■ Excerpt ■
──────────

Jmol/Visualizing large molecules

From Proteopedia

Jump to: navigation, search

Half-capsid of human hepatitis B virus displaying only the alpha carbon atoms for the biological assembly of 2g33.

Drag the structure with the mouse to rotate

This page was written in 2011 and needs major revisions to take into account (i) the 2022 ability of FirstGlance in Jmol to automatically simplify and display very large biological units; and (ii) the ability of JSmol to generate biological units. Please see:

Eric Martz 22:17, 13 November 2022 (UTC)

Contents

Inadequate Memory May Preclude Display

Some molecular models ("molecules") are so large that they will not fit within the default amount of computer memory allocated to Jmol (which is the default amount of memory allocated to java). While it is possible to increase the memory allocated to java, most users will not do this, and hence, will not be able to display, in Proteopedia or Jmol, molecules that exceed a certain size.

Solutions

Below are explained various strategies for reducing the sizes of large PDB files, enabling their main features to be displayed in the default Jmol/java memory. These strategies include displaying only the backbones (alpha carbons for proteins and phosphorus atoms for nucleic acids), and displaying one, or a subset, of the models in multiple-model files. These "reduced" files can be uploaded for use in molecular scenes in Proteopedia. An example is shown in the Jmol at the upper right corner of this article.

Maximum Size Per Model

99,999 Atoms

Strictly speaking, the format of PDB files is limited to 99,999 atoms in a single model, because there are only 5 columns allocated to atom serial numbers. (Files in the mmCIF format can be read by Jmol, and do not suffer from this limitation.) 3cc2 is a model of a large ribosomal subunit containing 99,049 atoms (close to the limit for a single PDB file). Most likely it will display in Jmol when you go to that page. Jmol ignores the atom serial number, columns 7-11 in the PDB file, instead assigning its own atomIndex number, unique for each atom, and not redundant between models. Jmol can handle PDB files containing >100,000 atoms.

This limitation requires that models containing >=100,000 atoms be split into two or more PDB files, or else represented as artificially separated models in a single PDB file. These work-arounds are awkward for visualization. An example is the combination of portions of the two files 1jgo and 1giy for visualization of a complete Ribosome.

Image:RatLiverVault2.png

Image:RatLiverVault1.png

Rat Liver Vault, alpha carbon atoms only.

Example with 241,956 Atoms: Rat Liver Vault

The rat liver vault needed to be split into 3 PDB files: 2zuo, 2zv4, and 2zv5. Each file contains 80,652 atoms in 13 chains, for a total in the asymmetric unit of 241,956 atoms in 39 chains (A-Z, a-m). The biological unit contains 2 asymmetric units. Fortunately, the authors provide PDB files containing complete asymmetric units. However, these are 18 megabyte files, and do not fit in Jmol/java default memory. The methods explained below will enable you to visualize an asymmetric unit as alpha carbon atoms only (31,668 atoms). First, run the Jmol application. Now try these commands (the load command will take about a full minute):

load http://www.protein.osaka-u.ac.jp/olabb/tsukihara/mvp/mvp_39mer.pdb filter "*.ca"

──────────

■ Data ■

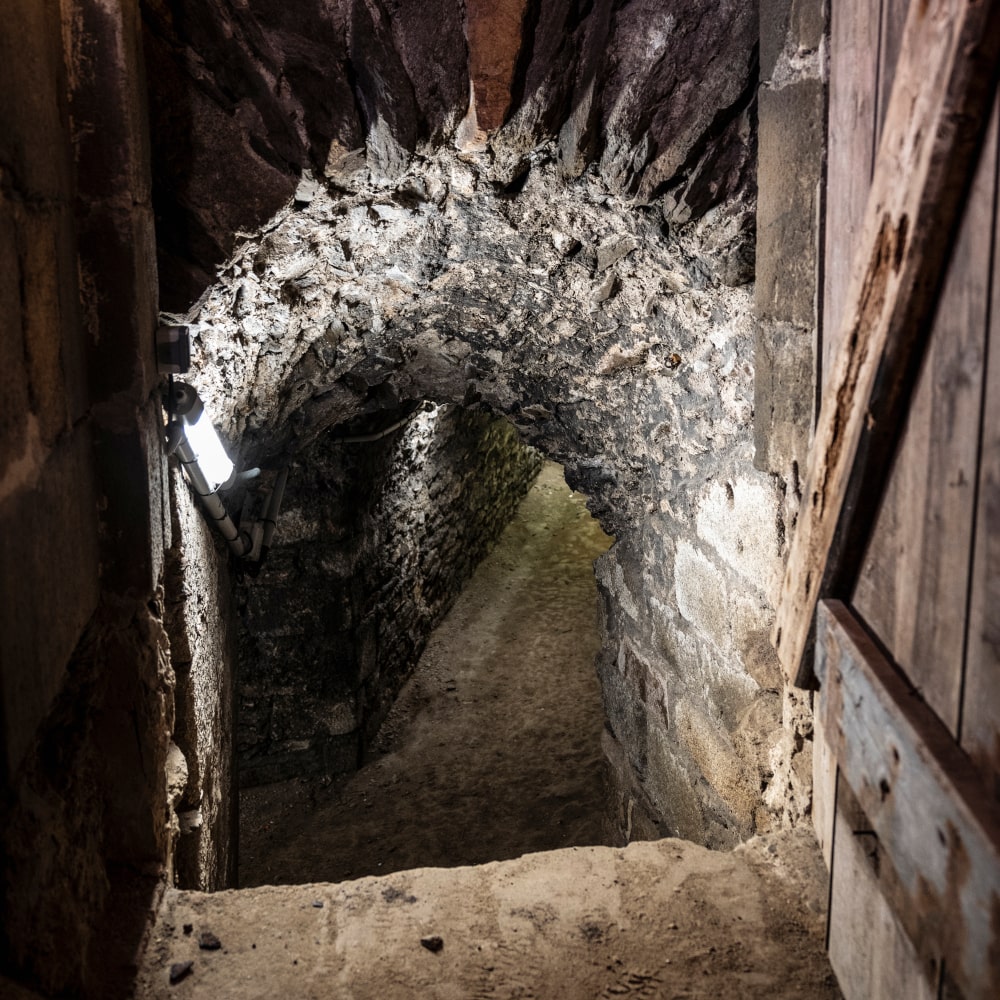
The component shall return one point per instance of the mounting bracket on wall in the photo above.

──────────

■ Task A ■
Write out the stretch of the Jmol large-molecule article from "Maximum Size Per" through "containing >100,000 atoms.", word for word.
■ Task B ■
Supply the next part of the Jmol large-molecule article, picking up right after its final line.

■ Output A ■
Maximum Size Per Model

99,999 Atoms

Strictly speaking, the format of PDB files is limited to 99,999 atoms in a single model, because there are only 5 columns allocated to atom serial numbers. (Files in the mmCIF format can be read by Jmol, and do not suffer from this limitation.) 3cc2 is a model of a large ribosomal subunit containing 99,049 atoms (close to the limit for a single PDB file). Most likely it will display in Jmol when you go to that page. Jmol ignores the atom serial number, columns 7-11 in the PDB file, instead assigning its own atomIndex number, unique for each atom, and not redundant between models. Jmol can handle PDB files containing >100,000 atoms.

■ Output B ■
color chain

62 Chains

In the final update of the PDB data format specification (Version 3.3) and the current remediation of PDB data, chain IDs (names) must be single alphanumeric characters (A-Z, a-z, 0-9). This permits a maximum of 62 chains. This limit is not much of a problem for asymmetric units. In January, 2011, there is only one PDB entry with 62 chains (2zkr), and 4 more with 55-60 chains.

Generally, the first 26 chains are given IDs A-Z. Above 26, it is apparently arbitrary whether numerals or lower case letters are used first. For example, for the 28 chains in 3krd or 3hln or 3gpt, those beyond A-Z are 1-2. Alternatively, for the 28 chains in 3lo3, the extra two are identified a-b, and in the 42-chain 3jqo, lower case ID's are present but no numerals. Also, when numerals are used, they may begin with 1, or with 0 (3fic). Occasionally, the letters A-Z are not used up before lower case ID's are employed: 1tzn has 28 chains with ID's A-O and a-o. 7sya has 12 chains a-l, with no chains having upper case names.

Jmol can automatically apply a distinct color to each chain, up to 36 chains (Jmol Colors). However, it can distinguish 62 chains by selection (see set chainCaseSensitive).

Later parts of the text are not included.